▶ _Problem_:
Quote everything in the listing from the line containing "mark every forested" down to the line containing "[538,220,580,345]", both included, repeating each line exactly and nothing else.
- - - - - - -
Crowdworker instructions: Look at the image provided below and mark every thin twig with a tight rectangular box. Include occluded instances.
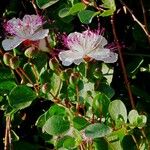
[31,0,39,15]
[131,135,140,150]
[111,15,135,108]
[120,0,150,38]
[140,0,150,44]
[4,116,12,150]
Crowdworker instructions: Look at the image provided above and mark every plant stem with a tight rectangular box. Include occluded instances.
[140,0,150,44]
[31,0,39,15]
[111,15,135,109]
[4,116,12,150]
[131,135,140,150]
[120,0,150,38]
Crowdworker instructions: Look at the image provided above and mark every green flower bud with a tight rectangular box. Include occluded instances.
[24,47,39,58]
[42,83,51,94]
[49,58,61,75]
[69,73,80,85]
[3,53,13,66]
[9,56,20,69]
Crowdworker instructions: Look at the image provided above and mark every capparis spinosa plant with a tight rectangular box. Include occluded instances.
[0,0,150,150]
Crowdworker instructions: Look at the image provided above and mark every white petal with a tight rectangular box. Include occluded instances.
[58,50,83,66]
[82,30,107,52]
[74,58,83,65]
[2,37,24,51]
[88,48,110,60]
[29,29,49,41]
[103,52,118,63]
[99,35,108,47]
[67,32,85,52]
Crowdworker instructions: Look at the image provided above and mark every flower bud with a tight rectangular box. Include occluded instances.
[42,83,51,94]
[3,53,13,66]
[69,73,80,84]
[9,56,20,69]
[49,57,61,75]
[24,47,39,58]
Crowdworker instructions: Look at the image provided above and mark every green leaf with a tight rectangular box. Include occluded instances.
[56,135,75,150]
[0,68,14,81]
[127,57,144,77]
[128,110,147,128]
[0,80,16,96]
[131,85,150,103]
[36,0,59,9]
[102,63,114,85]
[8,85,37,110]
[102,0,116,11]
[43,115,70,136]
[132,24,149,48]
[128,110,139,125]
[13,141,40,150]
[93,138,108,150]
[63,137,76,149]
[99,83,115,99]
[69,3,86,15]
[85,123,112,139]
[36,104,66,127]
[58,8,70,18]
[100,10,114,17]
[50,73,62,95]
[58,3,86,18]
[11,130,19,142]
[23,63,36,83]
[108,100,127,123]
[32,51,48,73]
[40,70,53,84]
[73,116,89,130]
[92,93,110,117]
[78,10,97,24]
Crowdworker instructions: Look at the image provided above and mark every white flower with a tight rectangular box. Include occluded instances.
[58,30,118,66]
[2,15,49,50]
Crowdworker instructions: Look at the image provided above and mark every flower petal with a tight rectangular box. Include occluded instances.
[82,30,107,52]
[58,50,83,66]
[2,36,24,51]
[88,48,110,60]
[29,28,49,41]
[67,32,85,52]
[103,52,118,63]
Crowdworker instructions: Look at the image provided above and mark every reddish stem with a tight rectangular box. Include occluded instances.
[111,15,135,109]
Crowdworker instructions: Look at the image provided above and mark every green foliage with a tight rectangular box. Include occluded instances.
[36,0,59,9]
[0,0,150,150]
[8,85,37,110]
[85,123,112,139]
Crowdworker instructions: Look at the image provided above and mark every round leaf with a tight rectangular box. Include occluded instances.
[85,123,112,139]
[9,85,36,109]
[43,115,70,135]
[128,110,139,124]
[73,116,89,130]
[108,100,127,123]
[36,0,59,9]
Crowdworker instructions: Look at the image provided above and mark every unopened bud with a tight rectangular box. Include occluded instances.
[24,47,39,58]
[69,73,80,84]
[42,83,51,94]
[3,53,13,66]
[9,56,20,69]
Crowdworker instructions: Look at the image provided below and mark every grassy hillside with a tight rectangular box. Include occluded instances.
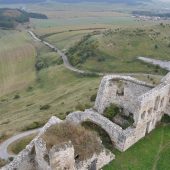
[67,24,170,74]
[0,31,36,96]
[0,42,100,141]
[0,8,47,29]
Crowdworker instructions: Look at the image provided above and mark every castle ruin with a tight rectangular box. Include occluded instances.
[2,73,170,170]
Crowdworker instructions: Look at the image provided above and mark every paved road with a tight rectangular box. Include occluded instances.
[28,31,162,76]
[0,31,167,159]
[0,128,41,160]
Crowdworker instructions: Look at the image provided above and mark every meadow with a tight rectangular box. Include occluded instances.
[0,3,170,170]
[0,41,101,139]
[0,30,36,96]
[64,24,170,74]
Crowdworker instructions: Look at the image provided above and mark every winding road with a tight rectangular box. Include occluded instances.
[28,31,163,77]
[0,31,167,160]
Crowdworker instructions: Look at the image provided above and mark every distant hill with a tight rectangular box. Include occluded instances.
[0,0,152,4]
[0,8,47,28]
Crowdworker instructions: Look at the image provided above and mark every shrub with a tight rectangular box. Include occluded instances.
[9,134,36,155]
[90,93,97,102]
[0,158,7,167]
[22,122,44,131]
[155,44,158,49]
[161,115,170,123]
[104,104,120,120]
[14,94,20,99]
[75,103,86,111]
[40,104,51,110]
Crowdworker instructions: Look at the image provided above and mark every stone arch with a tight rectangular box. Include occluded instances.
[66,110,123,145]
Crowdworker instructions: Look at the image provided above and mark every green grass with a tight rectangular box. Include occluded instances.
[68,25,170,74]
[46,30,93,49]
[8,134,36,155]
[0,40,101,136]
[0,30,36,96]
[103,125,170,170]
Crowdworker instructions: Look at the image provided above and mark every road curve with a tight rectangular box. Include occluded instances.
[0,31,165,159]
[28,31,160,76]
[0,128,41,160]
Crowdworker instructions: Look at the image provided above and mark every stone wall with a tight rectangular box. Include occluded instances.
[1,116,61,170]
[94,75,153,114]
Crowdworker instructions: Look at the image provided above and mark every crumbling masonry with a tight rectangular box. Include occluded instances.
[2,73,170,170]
- - - - - - -
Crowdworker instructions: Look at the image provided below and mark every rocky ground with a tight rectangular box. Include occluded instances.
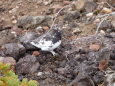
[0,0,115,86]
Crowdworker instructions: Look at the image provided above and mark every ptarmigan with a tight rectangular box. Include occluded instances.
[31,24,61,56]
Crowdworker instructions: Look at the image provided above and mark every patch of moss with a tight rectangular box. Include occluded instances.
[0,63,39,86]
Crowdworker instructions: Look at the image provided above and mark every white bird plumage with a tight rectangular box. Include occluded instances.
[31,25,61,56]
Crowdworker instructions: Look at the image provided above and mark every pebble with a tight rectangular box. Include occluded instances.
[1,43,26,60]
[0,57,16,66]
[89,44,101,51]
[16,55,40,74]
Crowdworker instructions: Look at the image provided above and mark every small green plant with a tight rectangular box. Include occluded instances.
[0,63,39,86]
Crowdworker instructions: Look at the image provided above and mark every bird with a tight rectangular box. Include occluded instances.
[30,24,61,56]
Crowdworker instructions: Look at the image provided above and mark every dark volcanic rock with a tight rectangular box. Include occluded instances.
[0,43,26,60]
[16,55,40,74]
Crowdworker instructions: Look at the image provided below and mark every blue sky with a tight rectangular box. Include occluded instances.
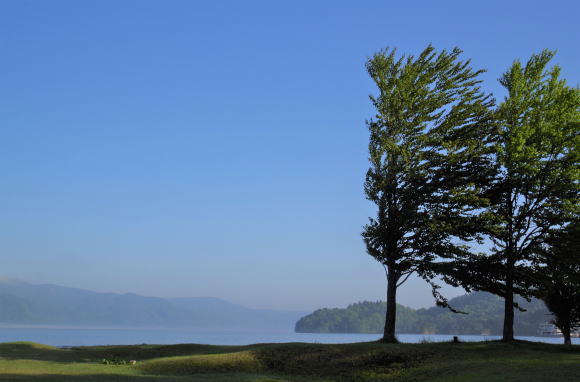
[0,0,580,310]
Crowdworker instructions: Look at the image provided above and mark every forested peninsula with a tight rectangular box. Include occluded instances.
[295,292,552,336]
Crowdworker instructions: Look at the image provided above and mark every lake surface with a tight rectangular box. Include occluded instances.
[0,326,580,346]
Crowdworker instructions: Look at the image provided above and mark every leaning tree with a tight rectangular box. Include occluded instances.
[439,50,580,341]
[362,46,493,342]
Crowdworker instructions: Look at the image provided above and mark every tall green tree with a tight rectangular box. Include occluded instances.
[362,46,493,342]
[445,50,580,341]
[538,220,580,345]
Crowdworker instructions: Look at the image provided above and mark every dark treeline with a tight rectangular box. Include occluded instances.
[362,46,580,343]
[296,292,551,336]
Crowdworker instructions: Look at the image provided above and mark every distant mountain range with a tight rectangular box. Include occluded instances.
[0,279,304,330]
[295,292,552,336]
- - - - - - -
▶ _Answer to the problem_:
Crowdworker instructions: Look at the image provided above and mark every forested peninsula with a tight rectangular box. Include occluded instances.
[295,292,552,336]
Crowdworker instructions: Look at the image provided above and mark every lake surface with a tight rectangular box. Include occluded instances.
[0,326,580,346]
Crowdworker instructions: Look at the image provided above and mark every leaning tree with a tight rectangular box. Include occluded instances.
[439,50,580,341]
[362,46,493,342]
Crowdworker instructions: Look at the image provided above and mark every tall green tree with a tight rectangular box. Include occluded instances.
[362,46,493,342]
[445,50,580,341]
[538,220,580,345]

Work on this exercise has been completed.